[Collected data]
§ §
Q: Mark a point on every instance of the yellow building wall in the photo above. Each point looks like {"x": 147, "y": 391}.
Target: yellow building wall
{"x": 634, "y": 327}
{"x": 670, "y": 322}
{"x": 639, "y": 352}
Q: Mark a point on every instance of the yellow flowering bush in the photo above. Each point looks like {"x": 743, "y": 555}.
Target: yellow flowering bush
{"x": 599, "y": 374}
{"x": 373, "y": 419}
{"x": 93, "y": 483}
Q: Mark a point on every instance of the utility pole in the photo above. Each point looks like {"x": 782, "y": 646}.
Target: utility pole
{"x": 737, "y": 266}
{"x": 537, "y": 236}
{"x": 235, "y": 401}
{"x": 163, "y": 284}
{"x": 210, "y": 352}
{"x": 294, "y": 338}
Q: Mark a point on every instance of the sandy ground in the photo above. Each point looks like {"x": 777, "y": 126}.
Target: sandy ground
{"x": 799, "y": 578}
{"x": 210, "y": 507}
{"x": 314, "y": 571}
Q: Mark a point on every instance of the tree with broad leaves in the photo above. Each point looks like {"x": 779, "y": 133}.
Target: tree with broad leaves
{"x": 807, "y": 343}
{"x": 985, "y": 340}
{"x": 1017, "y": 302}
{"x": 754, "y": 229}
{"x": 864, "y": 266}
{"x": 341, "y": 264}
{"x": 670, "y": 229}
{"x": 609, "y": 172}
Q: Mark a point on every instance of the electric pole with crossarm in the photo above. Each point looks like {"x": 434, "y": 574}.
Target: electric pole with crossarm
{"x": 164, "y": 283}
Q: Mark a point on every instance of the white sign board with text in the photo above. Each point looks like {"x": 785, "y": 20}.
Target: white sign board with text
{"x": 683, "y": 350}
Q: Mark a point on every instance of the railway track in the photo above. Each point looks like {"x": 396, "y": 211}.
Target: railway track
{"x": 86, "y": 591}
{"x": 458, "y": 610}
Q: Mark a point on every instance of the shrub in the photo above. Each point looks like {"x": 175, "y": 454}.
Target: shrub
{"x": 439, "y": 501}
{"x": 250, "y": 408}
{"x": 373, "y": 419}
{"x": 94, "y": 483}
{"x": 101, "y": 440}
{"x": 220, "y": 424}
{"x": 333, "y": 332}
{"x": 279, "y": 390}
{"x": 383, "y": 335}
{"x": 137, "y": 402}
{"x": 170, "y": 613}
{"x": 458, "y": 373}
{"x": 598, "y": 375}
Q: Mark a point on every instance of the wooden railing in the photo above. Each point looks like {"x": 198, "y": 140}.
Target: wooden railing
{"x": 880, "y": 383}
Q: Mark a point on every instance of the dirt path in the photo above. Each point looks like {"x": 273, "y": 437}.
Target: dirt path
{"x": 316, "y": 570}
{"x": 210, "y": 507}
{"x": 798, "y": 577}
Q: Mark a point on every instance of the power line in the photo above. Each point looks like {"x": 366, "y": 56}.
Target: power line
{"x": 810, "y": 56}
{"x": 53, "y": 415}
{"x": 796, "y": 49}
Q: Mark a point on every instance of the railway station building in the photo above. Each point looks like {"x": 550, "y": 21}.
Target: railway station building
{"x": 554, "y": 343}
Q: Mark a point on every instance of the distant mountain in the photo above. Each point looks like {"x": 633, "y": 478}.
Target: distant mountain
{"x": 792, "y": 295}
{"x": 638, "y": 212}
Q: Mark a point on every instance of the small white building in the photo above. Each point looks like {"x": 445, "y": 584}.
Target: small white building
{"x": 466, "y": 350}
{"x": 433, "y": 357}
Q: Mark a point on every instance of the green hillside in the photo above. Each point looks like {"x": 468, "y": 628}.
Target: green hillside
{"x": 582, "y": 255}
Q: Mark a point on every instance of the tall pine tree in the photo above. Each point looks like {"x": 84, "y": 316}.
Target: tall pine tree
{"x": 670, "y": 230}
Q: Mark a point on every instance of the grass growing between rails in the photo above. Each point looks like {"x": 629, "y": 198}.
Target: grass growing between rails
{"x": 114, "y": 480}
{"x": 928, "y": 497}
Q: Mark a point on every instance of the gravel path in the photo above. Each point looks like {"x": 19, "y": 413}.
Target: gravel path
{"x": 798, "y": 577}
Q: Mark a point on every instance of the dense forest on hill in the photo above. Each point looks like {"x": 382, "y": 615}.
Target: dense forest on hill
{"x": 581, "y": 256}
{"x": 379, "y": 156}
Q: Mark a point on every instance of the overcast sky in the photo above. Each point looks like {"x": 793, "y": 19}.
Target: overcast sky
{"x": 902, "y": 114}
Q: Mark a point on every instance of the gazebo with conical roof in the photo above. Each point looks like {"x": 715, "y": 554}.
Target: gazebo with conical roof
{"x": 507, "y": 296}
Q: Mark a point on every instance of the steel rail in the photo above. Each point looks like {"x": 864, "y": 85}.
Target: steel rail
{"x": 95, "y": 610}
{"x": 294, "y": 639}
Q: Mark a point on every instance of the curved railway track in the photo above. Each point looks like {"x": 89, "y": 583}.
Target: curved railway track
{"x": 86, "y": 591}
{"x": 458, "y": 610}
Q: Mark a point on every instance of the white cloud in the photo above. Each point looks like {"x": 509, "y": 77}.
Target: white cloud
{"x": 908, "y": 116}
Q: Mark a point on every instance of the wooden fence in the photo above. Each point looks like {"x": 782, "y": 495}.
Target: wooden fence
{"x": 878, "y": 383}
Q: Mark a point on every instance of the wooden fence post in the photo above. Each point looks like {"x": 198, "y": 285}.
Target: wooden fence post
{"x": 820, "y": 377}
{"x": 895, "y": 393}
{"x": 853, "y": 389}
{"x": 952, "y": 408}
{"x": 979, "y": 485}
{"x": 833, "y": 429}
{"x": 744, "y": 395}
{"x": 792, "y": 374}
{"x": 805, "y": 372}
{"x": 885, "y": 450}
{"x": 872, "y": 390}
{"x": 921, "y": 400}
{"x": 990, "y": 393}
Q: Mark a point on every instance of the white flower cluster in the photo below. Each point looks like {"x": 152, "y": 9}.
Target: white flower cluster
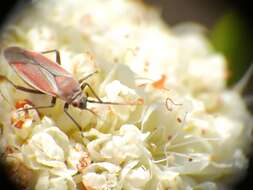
{"x": 180, "y": 127}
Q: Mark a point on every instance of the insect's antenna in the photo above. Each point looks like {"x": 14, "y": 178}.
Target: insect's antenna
{"x": 116, "y": 103}
{"x": 86, "y": 77}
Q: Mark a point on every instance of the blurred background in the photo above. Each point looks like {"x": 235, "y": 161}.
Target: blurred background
{"x": 229, "y": 28}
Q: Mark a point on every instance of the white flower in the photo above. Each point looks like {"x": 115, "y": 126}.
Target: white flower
{"x": 49, "y": 182}
{"x": 128, "y": 144}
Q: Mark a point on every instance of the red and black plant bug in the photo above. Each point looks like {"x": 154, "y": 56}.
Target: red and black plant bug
{"x": 45, "y": 76}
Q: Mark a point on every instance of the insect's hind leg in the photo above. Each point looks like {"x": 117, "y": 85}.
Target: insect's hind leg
{"x": 29, "y": 90}
{"x": 53, "y": 102}
{"x": 57, "y": 53}
{"x": 66, "y": 106}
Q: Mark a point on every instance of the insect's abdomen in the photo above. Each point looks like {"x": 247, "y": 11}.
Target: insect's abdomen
{"x": 68, "y": 87}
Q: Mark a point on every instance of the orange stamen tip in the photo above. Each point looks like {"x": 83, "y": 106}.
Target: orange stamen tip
{"x": 19, "y": 124}
{"x": 160, "y": 83}
{"x": 140, "y": 101}
{"x": 22, "y": 103}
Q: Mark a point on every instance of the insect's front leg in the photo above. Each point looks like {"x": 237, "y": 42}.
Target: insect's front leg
{"x": 57, "y": 53}
{"x": 53, "y": 102}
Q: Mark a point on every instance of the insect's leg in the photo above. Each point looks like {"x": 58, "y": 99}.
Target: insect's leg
{"x": 86, "y": 77}
{"x": 20, "y": 87}
{"x": 92, "y": 91}
{"x": 57, "y": 53}
{"x": 66, "y": 106}
{"x": 53, "y": 101}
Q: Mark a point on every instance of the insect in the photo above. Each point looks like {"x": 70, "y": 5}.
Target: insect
{"x": 45, "y": 76}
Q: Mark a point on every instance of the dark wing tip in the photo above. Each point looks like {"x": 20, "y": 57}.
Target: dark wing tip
{"x": 10, "y": 52}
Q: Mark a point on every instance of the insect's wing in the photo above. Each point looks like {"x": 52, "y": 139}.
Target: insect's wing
{"x": 36, "y": 77}
{"x": 37, "y": 70}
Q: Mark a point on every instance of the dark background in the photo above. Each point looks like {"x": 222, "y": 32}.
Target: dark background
{"x": 230, "y": 30}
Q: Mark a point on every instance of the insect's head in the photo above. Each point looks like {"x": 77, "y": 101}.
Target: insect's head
{"x": 80, "y": 103}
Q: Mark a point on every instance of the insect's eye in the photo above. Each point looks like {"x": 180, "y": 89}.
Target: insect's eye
{"x": 74, "y": 104}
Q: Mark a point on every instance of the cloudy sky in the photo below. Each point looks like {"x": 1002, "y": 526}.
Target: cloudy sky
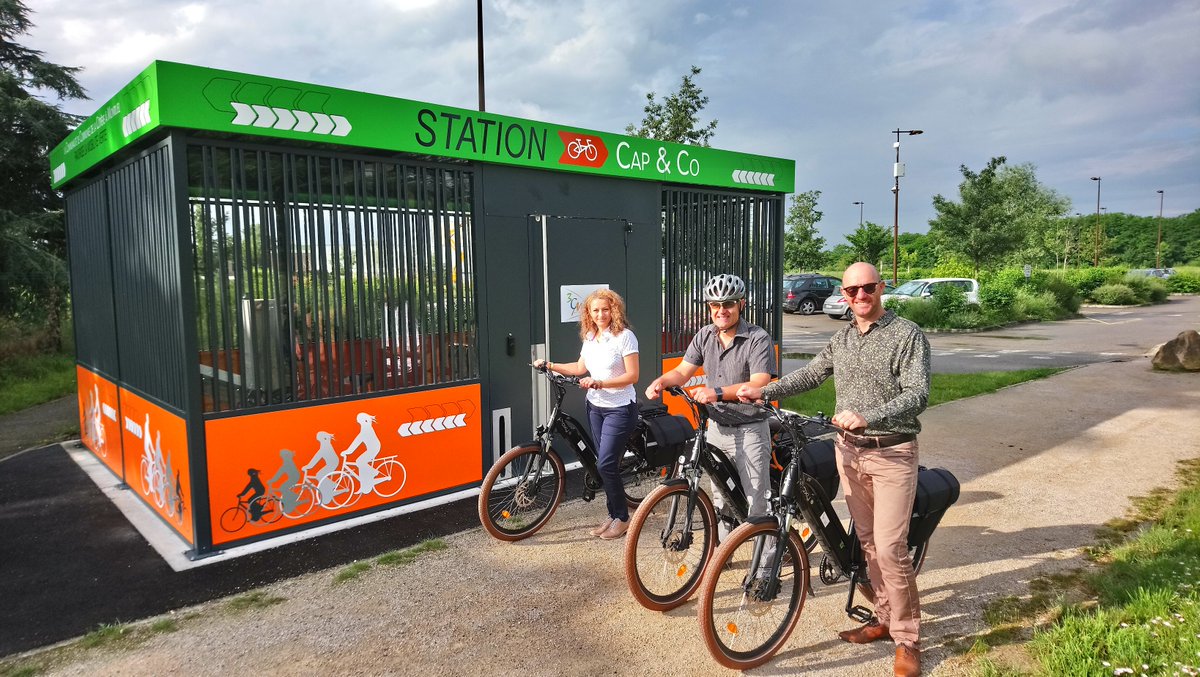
§ §
** Task to carry out **
Output the lines above exactly, but only those between the line holding "Target: utility pole" and the line holding "Q: Mark a point on every instance of the sandy", inclusive.

** Solution for this task **
Target: utility pole
{"x": 737, "y": 266}
{"x": 537, "y": 236}
{"x": 235, "y": 401}
{"x": 163, "y": 284}
{"x": 210, "y": 352}
{"x": 294, "y": 338}
Q: Mark a point on every instance of the sandy ground in the photo above. Each point looks like {"x": 777, "y": 126}.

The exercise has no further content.